Irgun leader (1910–1941)

David Raziel (דוד רזיאל; 19 December 1910 – 20 May 1941) was a leader of the Zionist underground in British Mandatory Palestine and one of the founders of the Irgun.

During World War II, Irgun entered a truce with the British so they could collaborate in the fight against "the Hebrew's greatest enemy in the world – German Nazism". Raziel was released from prison after agreeing to work with the British. He was killed in action in Iraq in 1941.

==Biography==
David Rozenson (later Raziel) was born in Smarhon in the Russian Empire. In 1914, when he was three, his family immigrated to Ottoman Palestine, where his father taught at Tachkemoni, a religious school in Tel Aviv. During World War I, the family was exiled to Egypt by the Turks due to their Russian citizenship. They returned to Mandatory Palestine in 1923.

After graduation from Tachkemoni, he studied for several years at Yeshivat Mercaz HaRav in Jerusalem. He was a regular study partner of Rabbi Zvi Yehuda Kook, son and ideological successor to the Rosh Yeshiva and Chief Rabbi of Israel, Rabbi Abraham Isaac Kook.

When the 1929 Hebron massacre broke out, he joined the Haganah in Jerusalem, where he was studying philosophy and mathematics at the Hebrew University of Jerusalem.

His sister, Esther Raziel-Naor, became a member of the Knesset for Herut, the party founded by Irgun leader Menachem Begin.

==Military career==
When the Irgun was established, Raziel was one of its first members. In 1937, he was appointed by the Irgun as the first Commander of the Jerusalem District and, a year later, Commander in Chief of the Irgun. His term as leader was marked by violence against Arabs, including a sequence of marketplace bombings. Some of those attacks were in response to Arab violence, although they did not target the specific perpetrators of this violence, as had been the case under the policy of Havlagah. Dozens of Arabs were killed in the attacks and hundreds more were maimed. Raziel worked in the Irgun with Avraham Stern, Hanoch Kalai, and Efraim Ilin. On 6 July 1938, 21 Arabs were killed and 52 wounded by a bomb in a Haifa market; on 25 July a second market bomb in Haifa killed at least 39 Arabs and injured 70; a bomb in Jaffa's vegetable market on 26 August killed 24 Arabs and wounded 39. The attacks were condemned by the Jewish Agency.

______

Reproduce the David Raziel passage word for word, starting at the words "When the 1929" and stopping after "leader Menachem Begin.". The rows come from a separate source and are not part of the David Raziel passage.

______

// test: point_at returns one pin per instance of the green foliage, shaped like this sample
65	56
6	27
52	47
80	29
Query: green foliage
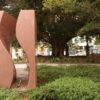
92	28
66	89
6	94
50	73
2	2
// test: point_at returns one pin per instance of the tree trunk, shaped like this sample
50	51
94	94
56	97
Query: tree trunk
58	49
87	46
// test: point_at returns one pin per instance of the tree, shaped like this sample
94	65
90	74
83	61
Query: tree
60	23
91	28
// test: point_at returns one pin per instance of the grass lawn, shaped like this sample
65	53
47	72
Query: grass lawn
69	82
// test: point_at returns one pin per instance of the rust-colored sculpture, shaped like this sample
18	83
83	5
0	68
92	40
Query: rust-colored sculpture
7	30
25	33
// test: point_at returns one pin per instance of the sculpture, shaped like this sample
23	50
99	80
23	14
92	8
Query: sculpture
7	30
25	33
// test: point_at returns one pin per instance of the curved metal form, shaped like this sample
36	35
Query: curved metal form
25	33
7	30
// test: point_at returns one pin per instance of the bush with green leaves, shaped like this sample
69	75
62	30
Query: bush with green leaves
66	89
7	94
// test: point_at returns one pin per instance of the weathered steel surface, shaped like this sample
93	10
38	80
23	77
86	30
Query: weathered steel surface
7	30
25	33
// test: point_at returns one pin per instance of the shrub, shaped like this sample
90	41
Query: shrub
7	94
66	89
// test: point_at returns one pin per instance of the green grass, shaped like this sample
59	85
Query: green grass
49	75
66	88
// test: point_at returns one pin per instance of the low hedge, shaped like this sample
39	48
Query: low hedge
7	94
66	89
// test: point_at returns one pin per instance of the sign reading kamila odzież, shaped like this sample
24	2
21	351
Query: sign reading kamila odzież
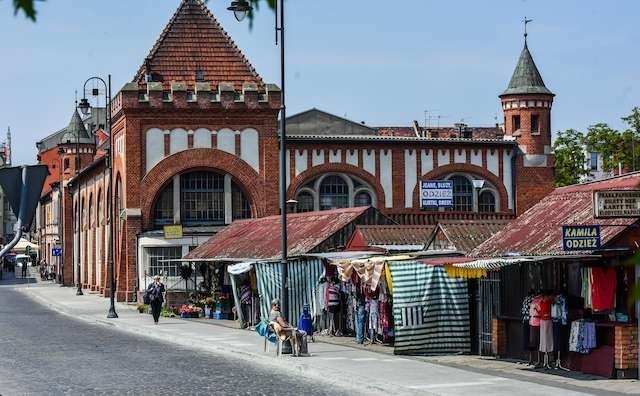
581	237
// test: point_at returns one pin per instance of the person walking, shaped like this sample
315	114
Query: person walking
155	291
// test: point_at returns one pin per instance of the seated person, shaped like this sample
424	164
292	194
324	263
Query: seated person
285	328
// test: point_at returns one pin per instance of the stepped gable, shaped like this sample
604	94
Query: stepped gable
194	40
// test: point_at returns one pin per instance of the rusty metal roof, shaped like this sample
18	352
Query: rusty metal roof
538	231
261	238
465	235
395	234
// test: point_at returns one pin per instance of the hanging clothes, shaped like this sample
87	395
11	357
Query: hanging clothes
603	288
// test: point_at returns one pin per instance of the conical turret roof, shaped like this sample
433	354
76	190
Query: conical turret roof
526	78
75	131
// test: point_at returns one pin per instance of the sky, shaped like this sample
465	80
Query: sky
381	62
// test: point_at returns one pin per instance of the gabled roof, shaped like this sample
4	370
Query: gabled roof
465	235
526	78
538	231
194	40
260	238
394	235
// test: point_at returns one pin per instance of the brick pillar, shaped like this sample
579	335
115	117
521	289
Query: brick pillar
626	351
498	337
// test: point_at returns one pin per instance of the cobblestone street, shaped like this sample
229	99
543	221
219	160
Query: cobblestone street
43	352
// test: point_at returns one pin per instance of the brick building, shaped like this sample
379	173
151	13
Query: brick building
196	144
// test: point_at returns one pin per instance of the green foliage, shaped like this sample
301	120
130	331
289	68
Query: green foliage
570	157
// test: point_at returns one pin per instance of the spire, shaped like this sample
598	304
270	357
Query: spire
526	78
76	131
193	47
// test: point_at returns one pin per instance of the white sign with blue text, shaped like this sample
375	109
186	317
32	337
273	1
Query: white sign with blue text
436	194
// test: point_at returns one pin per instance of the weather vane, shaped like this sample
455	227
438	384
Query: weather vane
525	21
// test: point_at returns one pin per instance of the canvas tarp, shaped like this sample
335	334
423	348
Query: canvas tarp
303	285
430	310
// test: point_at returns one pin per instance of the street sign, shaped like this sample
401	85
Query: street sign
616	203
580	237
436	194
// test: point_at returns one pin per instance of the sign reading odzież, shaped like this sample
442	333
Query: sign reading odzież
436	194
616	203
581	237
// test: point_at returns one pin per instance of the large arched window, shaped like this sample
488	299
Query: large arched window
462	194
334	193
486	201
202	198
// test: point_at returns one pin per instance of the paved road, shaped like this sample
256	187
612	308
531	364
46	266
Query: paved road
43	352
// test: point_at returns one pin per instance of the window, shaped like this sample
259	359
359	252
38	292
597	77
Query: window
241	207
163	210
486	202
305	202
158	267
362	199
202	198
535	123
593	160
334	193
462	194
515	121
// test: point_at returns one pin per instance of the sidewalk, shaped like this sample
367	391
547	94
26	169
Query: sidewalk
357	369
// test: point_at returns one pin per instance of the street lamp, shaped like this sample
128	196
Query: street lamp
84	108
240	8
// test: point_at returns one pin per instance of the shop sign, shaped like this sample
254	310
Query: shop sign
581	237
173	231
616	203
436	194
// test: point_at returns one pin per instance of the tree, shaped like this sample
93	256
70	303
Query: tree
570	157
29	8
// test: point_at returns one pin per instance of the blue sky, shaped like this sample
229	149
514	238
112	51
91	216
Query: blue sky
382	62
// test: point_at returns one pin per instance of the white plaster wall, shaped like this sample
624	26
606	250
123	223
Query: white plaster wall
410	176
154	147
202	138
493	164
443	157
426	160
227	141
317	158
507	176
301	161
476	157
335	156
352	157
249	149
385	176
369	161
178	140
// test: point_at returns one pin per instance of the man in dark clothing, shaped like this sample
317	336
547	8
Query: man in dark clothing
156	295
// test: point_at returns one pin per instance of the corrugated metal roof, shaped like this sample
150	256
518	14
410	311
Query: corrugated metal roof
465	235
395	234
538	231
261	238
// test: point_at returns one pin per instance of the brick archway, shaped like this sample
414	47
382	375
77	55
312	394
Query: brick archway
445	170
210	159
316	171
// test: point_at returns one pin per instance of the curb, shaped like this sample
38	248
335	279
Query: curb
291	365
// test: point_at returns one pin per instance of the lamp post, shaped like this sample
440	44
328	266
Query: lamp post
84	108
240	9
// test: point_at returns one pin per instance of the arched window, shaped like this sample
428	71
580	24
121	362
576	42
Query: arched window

______

▸ Final answer
When the 1929 Hebron massacre broke out, he joined the Haganah in Jerusalem, where he was studying philosophy and mathematics at the Hebrew University of Jerusalem.

His sister, Esther Raziel-Naor, became a member of the Knesset for Herut, the party founded by Irgun leader Menachem Begin.